_Supplied passage_.
+ + +

But when human curation is good, I think it remains the gold standard for curation, even when it is less personalized. Maybe I’m showing my middle-age here, but that’s how it seems to me. That sort of curation is inherently personality-based. That’s a big part of its appeal. You trust the curator enough to give up control and let them take you on a journey of discovery.

In the process, you bond with them, for being associated with a cool personality has the capacity to make you feel cooler and a part of the world they have created around their personality. That experience creates a want in you.

An algorithm rarely makes you feel cooler like this, because it’s a tool. You might use it for the purpose of doing your own research and discovery.  It might even show you some things about yourself that neither you nor other people readily see. That, in turn, might allow you to feel cooler when you deal with other people, because of the knowledge you’ve gained. But even when the algorithm is doing a good job delivering quality suggestions to you, it still makes you feel a little bit more like a data point and less like a human.

+ + +

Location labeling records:
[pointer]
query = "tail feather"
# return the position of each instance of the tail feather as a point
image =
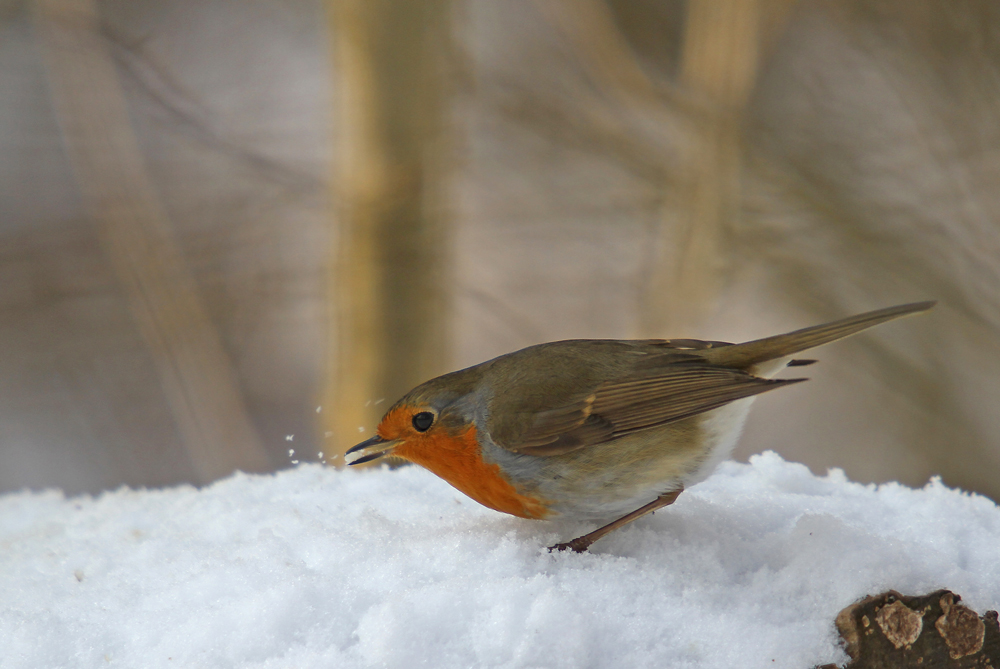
(744, 355)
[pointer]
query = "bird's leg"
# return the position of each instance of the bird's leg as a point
(580, 544)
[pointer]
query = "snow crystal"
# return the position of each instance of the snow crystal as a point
(318, 567)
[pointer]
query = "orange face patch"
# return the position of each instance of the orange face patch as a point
(456, 457)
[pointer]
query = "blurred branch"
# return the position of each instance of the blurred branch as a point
(719, 64)
(198, 380)
(190, 115)
(389, 279)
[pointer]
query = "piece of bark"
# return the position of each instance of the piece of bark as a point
(930, 631)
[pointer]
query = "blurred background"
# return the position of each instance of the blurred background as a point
(233, 230)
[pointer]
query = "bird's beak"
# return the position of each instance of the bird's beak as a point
(369, 450)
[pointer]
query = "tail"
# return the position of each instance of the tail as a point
(741, 356)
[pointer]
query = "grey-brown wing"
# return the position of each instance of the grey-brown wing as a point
(638, 403)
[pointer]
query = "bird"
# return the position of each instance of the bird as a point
(594, 429)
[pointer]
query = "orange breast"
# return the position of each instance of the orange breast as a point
(457, 460)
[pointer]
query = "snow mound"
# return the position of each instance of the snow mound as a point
(315, 567)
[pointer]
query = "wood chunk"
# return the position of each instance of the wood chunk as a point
(932, 631)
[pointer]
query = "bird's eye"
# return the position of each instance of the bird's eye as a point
(422, 421)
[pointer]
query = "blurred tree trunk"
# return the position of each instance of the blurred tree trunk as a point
(198, 379)
(390, 308)
(723, 41)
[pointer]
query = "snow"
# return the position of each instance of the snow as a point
(318, 567)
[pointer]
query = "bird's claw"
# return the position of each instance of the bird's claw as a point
(578, 545)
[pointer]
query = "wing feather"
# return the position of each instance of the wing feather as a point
(638, 403)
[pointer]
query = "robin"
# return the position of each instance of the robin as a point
(594, 429)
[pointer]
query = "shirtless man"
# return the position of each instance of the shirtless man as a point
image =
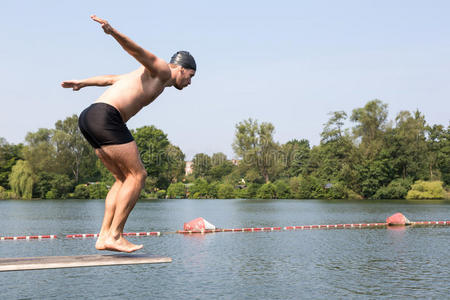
(103, 125)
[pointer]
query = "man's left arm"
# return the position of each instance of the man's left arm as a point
(103, 80)
(157, 66)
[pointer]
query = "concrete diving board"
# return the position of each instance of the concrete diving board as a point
(57, 262)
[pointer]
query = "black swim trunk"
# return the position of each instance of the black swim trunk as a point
(101, 124)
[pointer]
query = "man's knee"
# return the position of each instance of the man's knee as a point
(141, 176)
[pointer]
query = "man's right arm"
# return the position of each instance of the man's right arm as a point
(151, 62)
(103, 80)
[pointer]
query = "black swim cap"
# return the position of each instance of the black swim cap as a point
(184, 59)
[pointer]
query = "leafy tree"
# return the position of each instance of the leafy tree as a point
(255, 145)
(297, 155)
(396, 189)
(282, 189)
(373, 175)
(9, 155)
(176, 165)
(39, 151)
(201, 165)
(333, 128)
(72, 149)
(220, 166)
(21, 179)
(426, 190)
(370, 125)
(225, 191)
(176, 190)
(199, 189)
(161, 160)
(411, 149)
(267, 191)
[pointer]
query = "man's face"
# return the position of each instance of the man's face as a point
(184, 78)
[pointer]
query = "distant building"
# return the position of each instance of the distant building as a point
(188, 168)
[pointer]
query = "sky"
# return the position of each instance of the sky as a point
(289, 63)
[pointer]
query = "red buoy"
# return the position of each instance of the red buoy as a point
(198, 225)
(397, 219)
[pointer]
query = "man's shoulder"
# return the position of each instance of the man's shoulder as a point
(162, 71)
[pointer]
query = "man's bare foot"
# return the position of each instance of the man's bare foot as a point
(120, 245)
(100, 244)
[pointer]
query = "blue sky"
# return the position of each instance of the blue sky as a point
(287, 62)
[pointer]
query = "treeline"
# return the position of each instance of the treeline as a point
(376, 158)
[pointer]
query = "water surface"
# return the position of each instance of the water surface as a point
(354, 263)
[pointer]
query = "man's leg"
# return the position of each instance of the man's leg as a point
(126, 158)
(110, 201)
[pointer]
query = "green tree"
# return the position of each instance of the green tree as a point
(176, 163)
(282, 189)
(297, 155)
(225, 191)
(426, 190)
(199, 189)
(153, 146)
(39, 152)
(176, 190)
(220, 166)
(72, 149)
(21, 179)
(255, 145)
(201, 164)
(370, 124)
(266, 191)
(9, 155)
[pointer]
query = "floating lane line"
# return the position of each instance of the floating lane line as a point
(95, 235)
(246, 229)
(27, 237)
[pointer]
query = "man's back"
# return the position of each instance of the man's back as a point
(132, 91)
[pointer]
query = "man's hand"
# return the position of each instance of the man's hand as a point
(74, 84)
(105, 25)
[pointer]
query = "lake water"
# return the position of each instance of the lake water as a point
(319, 264)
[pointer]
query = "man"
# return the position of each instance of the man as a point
(103, 125)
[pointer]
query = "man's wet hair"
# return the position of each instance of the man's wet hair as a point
(184, 59)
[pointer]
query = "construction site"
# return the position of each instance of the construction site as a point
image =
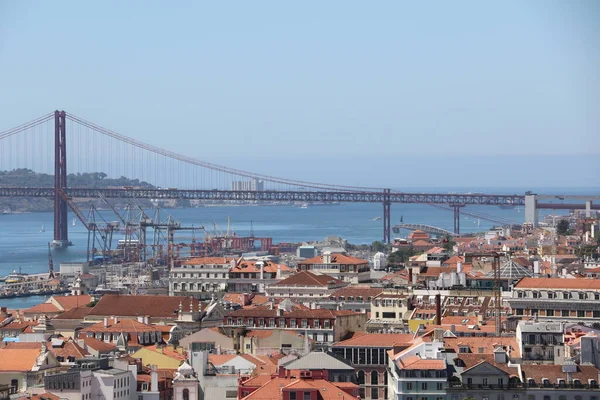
(155, 238)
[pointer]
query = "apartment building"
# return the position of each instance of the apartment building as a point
(340, 266)
(557, 299)
(200, 277)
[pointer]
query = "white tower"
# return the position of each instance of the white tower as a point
(185, 383)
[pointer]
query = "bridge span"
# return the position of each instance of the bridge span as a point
(90, 147)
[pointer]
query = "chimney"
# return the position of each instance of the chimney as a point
(154, 379)
(438, 309)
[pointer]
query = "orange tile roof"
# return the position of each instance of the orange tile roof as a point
(98, 345)
(558, 283)
(43, 308)
(335, 259)
(306, 278)
(153, 306)
(416, 362)
(68, 302)
(18, 359)
(208, 260)
(120, 325)
(376, 340)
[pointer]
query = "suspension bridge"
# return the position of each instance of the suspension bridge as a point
(46, 144)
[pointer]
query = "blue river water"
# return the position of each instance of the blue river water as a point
(23, 244)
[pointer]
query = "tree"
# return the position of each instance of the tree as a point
(562, 228)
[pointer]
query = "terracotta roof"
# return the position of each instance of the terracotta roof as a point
(208, 260)
(272, 389)
(244, 266)
(18, 359)
(487, 345)
(335, 259)
(75, 313)
(376, 340)
(558, 283)
(43, 308)
(68, 302)
(120, 325)
(153, 306)
(18, 326)
(98, 345)
(357, 291)
(306, 278)
(416, 362)
(554, 372)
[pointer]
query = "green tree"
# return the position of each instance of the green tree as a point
(562, 228)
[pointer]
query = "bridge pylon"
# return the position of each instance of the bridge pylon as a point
(61, 230)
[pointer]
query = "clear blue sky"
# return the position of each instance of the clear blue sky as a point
(500, 93)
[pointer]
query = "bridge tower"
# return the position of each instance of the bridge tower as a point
(61, 233)
(387, 216)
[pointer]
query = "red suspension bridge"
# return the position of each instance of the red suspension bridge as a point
(91, 148)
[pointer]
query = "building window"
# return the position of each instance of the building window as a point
(374, 378)
(374, 393)
(361, 377)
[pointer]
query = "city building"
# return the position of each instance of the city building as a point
(200, 277)
(324, 327)
(557, 299)
(367, 353)
(249, 276)
(340, 266)
(305, 287)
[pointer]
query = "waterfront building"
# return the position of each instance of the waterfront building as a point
(305, 287)
(24, 367)
(367, 353)
(254, 276)
(324, 327)
(200, 277)
(388, 311)
(340, 266)
(418, 372)
(557, 299)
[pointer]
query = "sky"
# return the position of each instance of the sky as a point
(389, 93)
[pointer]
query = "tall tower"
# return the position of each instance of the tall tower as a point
(185, 384)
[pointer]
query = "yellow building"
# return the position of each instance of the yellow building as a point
(164, 357)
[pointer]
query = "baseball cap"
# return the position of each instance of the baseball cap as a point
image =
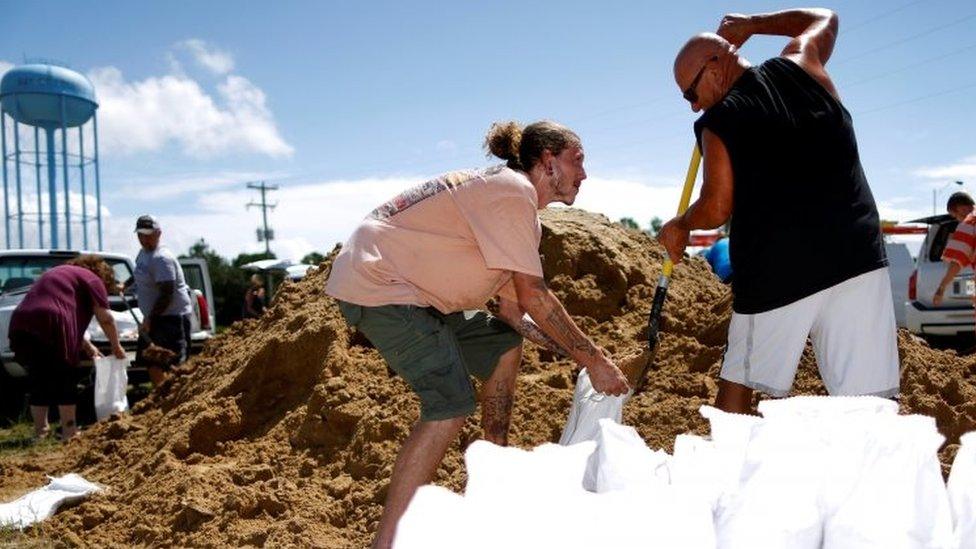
(147, 224)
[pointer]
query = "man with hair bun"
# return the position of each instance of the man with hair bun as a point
(416, 274)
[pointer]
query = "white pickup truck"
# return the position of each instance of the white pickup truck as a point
(20, 268)
(955, 314)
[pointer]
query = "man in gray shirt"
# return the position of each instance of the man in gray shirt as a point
(163, 297)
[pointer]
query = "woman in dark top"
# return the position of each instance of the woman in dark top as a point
(47, 335)
(254, 298)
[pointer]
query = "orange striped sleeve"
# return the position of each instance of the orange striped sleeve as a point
(961, 247)
(955, 256)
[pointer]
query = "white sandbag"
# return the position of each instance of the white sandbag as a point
(962, 492)
(111, 384)
(587, 409)
(776, 503)
(813, 406)
(897, 498)
(623, 461)
(436, 519)
(501, 471)
(44, 502)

+ + +

_Written exercise 1_.
Answer these questions from the passage on curation:
(a) What does the reader give up by trusting the curator?
(b) What does the experience of bonding with a curator create?
(c) What reason is given for an algorithm rarely making you feel cooler?
_Written exercise 2_. Filter the entries, keeping every line that contains the string "hair", with case counting in the match.
The text and the entries have nothing to do with each other.

_Written solution 1_.
(a) Control.
(b) A want in you.
(c) It's a tool.

_Written solution 2_.
query = "man's wet hair"
# return the position of each instance of the man's wet hair as a point
query = "man with hair bun"
# return the position of each instance of the man with hair bun as a point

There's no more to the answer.